Extend the description of magnetic toner recording below, starting right after its last sentence.

#### [Page]
§
The magnetic toner 22 is supplied to the region on the end of the electrode in the direction of an arrow D. The toner, under the influence of the magnetic field of the pattern described above, is arrayed along the magnetic lines of force so as to form a toner chain as shown in FIG. 6. The toner chain forms a bundle of assemblies 22a of a density and size which correspond to the density of the magnetic lines of force, i.e., the magnetic field intensity, shown in FIG. 5.

The pulse driving circuit 8 applies recording voltages on the order of several tens of volts to the independent linear electrodes 14 in accordance with image signals, so that positive charges are injected to the assemblies 22a contacting the linear electrodes 14 to which recording voltages are applied. The positive charges thus injected are distributed mainly in a region adjacent to the recording member 1. At the same time, negative charges are introduced into the boundary between the base member 11 and the recording surface portion 12 of the recording member 1. Therefore, the toner particles in the assemblies 22a with injected positive charges are strongly and electrostatically attracted by the recording member 1 and are allowed to easily leave the assemblies 22a from the downstream ends of these assemblies, so as to move accompanying the movement of the surface of the recording member 1. Meanwhile, particles of the toner supplied from the upstream side as viewed in the direction of movement of the surface of the recording member 1 are added to the assemblies 22a without delay so that the shapes of the assemblies 22a are maintained substantially constant so as to enable an image to be recorded stably, quickly and with a high degree of resolution with low recording voltages.

The toner particles with positive charges injected thereto move together with the recording member 1 so as to form groups 22b of toner particles which form an image to be recorded. It is often experienced that toner particles are freed from assemblies 22a even when no positive charges are injected to these assemblies. Such toner particles are adhered to the surface of the recording member 1 by physical forces such as van der Waals adsorption or electrostatic force generated as a result of friction charging, so as to form a group 22c of toner particles. Such a group 22c of toner particles undesirably causes fogging in the recorded image. The above-mentioned physical and electrostatic forces with which the toner particles of the group 22c adhere to the recording member 1 are rather weak, so that these toner particles can easily be separated from the recording member 1 by the actions of centrifugal force generated as a result of rotation of the recording member 1, force of gravity and magnetic attracting force produced by the magnet roller 30. The toner particles thus freed from the recording member 1 are conveyed in the direction of an arrow B as a result of rotation of the magnet roller 30 and are collected in a hopper 31. The toner particles collected in the hopper 31 are returned to the toner supplying device 3 through the screw feeder 32 so as to be used repeatedly.

Thus, the magnetic toner particles of the group 22c adhering with small adhesion force are removed from the surface of the recording member 1 and only the toner particles of the groups 22b corresponding to the recording voltages, sticking to the recording member with high levels of adhesion force, are allowed to remain on the surface of the recording member 22b, whereby a clean image without any fog can be obtained.

As the recording member 1 rotates, the toner image formed on the surface of the recording member 1 is transferred to the recording paper 35 which is pressed onto the recording member 1 by means of the transfer roller 5. More specifically, a voltage of a polarity opposite to the polarity of the toner particles of the groups 22b is applied to the transfer roller 5 through the transfer circuit 9 mentioned before so that an electrostatic attracting force is generated. Thus, the transfer of the toner image is effected by this electrostatic attracting force and also by the mechanical contract between the recording paper 35 and the toner image. The recording paper 35 is then conveyed to the fixing station where the transferred toner image is fixed by the fixing roller 6, whereby the toner particles forming the image are fixed to produce a permanent record of image.
§
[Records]
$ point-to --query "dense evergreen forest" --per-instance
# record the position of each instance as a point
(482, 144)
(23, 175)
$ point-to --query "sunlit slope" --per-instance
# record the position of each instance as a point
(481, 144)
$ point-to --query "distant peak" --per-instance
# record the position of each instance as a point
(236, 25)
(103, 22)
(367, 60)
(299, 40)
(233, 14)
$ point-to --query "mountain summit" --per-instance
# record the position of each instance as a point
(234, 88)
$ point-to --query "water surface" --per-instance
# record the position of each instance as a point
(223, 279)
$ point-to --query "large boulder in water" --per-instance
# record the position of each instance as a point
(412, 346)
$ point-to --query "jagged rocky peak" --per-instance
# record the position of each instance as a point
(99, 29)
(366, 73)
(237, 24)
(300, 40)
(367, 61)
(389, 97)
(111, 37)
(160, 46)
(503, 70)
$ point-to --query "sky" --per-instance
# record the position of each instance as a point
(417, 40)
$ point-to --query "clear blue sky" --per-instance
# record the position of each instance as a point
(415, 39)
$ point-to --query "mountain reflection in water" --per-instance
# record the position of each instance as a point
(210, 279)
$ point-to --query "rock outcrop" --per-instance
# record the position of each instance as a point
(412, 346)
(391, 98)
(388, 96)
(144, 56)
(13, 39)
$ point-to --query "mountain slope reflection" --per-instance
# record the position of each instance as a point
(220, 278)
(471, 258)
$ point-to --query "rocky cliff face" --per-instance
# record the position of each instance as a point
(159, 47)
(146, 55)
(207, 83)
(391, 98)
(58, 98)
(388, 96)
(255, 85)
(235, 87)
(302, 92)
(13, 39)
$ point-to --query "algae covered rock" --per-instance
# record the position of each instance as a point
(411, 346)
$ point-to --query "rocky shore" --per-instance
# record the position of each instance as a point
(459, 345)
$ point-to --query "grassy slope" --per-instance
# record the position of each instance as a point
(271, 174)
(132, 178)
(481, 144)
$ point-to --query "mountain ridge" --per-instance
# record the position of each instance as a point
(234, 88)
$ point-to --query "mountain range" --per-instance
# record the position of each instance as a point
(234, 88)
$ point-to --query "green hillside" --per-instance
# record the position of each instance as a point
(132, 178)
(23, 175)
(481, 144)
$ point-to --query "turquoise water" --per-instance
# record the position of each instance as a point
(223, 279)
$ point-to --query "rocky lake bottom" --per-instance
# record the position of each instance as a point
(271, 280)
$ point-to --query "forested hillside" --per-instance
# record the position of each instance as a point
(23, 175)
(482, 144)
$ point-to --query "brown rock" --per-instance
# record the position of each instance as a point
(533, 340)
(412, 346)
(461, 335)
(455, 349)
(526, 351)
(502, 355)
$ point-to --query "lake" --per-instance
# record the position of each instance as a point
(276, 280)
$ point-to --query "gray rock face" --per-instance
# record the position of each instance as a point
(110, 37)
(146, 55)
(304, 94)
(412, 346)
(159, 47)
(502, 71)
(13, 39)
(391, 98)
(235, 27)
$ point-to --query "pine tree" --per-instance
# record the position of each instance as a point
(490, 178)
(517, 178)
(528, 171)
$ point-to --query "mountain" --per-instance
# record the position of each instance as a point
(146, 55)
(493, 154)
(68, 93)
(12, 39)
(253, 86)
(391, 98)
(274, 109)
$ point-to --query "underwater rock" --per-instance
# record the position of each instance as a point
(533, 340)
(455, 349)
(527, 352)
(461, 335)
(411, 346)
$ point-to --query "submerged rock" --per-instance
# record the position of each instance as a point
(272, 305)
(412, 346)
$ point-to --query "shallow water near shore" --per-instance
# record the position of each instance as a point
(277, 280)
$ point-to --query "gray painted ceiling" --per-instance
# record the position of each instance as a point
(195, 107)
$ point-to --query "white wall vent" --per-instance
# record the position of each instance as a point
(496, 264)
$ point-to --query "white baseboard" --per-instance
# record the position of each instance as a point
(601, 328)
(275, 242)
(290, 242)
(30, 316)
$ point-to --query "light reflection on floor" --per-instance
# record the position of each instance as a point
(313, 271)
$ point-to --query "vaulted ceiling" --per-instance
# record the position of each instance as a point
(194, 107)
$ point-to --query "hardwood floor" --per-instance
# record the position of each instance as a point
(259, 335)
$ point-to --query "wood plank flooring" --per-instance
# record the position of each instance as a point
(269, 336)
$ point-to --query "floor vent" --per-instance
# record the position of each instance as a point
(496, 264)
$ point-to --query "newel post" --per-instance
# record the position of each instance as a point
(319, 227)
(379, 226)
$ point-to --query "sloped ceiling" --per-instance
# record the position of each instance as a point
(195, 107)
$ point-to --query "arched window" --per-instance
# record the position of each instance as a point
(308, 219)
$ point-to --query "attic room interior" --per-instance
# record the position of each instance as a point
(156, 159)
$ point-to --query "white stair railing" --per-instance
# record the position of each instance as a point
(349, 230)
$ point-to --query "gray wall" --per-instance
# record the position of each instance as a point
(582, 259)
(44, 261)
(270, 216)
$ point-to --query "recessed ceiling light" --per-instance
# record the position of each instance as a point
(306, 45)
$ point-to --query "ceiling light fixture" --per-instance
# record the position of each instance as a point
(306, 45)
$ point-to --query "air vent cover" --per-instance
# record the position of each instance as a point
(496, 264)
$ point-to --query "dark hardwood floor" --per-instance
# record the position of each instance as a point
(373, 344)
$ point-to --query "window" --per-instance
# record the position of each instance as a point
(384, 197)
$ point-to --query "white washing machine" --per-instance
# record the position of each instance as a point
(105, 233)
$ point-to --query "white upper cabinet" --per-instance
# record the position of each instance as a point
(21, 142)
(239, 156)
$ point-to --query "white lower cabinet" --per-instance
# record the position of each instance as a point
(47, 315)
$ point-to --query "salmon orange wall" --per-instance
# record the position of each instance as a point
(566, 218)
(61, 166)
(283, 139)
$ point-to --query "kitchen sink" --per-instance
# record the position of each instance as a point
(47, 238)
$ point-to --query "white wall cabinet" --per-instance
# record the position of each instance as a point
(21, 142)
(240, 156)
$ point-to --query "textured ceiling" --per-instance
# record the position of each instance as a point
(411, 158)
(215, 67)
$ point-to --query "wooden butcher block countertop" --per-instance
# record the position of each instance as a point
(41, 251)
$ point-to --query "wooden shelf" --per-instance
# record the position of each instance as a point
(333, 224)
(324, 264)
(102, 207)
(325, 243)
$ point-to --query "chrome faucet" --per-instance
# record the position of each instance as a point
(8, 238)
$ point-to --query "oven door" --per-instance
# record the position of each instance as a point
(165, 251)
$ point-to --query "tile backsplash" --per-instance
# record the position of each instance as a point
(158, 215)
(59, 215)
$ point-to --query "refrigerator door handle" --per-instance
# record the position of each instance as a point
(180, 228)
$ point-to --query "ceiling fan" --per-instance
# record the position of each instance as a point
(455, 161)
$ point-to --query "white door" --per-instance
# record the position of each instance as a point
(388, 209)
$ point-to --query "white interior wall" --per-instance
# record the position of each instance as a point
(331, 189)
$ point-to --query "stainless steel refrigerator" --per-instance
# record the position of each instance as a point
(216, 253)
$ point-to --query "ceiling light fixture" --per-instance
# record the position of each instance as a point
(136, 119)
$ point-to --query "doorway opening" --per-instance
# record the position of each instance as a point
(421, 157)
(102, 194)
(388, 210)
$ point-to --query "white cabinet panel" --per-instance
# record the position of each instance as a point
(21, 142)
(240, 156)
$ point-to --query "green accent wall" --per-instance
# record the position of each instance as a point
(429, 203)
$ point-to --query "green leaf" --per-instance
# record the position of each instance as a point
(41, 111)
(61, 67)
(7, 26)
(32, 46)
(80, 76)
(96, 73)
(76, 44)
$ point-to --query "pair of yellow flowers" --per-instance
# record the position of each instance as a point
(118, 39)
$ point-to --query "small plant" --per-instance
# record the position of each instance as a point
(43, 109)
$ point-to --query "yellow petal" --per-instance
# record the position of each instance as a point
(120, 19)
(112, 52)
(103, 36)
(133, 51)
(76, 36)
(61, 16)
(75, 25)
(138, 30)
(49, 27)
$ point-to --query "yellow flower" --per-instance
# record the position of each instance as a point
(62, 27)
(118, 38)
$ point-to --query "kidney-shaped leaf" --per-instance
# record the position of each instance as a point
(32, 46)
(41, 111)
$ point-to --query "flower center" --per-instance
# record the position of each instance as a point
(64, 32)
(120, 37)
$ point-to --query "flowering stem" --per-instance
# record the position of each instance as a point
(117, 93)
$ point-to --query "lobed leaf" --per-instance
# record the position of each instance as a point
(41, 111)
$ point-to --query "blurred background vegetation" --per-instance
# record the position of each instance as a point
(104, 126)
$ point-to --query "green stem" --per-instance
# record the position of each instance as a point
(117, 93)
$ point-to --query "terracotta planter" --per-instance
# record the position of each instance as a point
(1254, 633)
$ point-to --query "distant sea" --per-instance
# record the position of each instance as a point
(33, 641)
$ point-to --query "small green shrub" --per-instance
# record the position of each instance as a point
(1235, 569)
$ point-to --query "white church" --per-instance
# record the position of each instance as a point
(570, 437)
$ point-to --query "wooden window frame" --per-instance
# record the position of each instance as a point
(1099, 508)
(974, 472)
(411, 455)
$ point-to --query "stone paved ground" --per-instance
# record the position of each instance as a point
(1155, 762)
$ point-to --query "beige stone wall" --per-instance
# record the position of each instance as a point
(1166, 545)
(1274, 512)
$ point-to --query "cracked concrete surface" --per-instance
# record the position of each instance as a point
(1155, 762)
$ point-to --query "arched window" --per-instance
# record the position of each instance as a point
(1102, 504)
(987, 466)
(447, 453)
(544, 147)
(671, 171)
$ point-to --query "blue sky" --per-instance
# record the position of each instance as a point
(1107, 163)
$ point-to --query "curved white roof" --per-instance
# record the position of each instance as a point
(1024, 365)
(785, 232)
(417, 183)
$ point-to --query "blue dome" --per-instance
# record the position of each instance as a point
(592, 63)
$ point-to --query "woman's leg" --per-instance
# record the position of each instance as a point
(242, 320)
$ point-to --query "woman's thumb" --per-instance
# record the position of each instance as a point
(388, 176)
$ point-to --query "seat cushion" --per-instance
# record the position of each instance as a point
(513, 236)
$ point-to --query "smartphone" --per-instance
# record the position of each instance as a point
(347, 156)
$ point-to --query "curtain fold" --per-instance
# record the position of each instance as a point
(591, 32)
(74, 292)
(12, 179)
§
#### [Exercise result]
Toner particles still remaining on the recording member 1 without being transferred to the recording paper 35 are scraped by the cleaner blade 38 off the recording member 1 so as to be collected in the hopper 39.

The electrostatic recording head 2 will be explained in more detail.

As stated before, the toner particles are magnetic so that they are arrayed along the magnetic lines of force so as to form a bundle of assemblies 22a as shown in FIG. 6 when supplied to the region on the end of the electrode. These assemblies 22a of the toner particles are selectively charged by charge injection from the corresponding recording electrodes 14 so that the toner particles are attracted by the recording member 1 so as to form groups 22b of toner particles corresponding to the respective pixels.

In order to obtain high levels of density, clearness and resolution of the recorded image, it is required that the size of each group 22b of toner particles equals the size of the pixel and that each group is composed of a sufficiently large amount of toner particles.

These requirements are met when the following conditions are satisfied.

The first requisite is that a toner chain is formed by close contact of toner particles supplied to the region on the end of the electrode.

This is because lack of such a toner chain impedes the injection of charges into the toner particles effected by the recording voltages, making it impossible to record the image with high density.

To satisfy this condition, it is necessary that a strong magnetic field in a degree of 200 to 600 gauss is formed in the region (see F in FIG. 5) where the linear electrode 14 opposes the recording member 1.

The second requisite is that the assembly 22a of the toner chain formed on the end of the electrode has a size, i.e., thickness as observed in the direction of movement of the surface of the recording member 1, optimized in relation to the size of the pixel.

A too large size of the assembly 22a, which is caused by a magnetic field of a too high intensity, impairs the fluidity of the toner on the end of the electrode, with the results that the density of the recording image is lowered and the recording speed is limited. In addition, high levels of recording voltage are required to inject charges overcoming such a too high magnetic field intensity.

To satisfy this demand, it is necessary that a strong magnetic field of 200 to 600 gauss is formed only in the region (see F in FIG. 5) corresponding to the size of the pixel, while weakening the magnetic field in other regions to a degree of several tens to 200 gauss.

The third requisite is that the position of the leading end of the toner assembly 22a is maintained constant.

If this condition is not met, cleanness and resolution of the recorded image are impaired due to offset of the image.

To sum up, it is necessary that a strong magnetic field is formed only in the region (see F in FIG. 5) on the end of the electrode, that the fluidity of the toner is improved and that the assemblies 22a of the toner particles are formed always at constant positions.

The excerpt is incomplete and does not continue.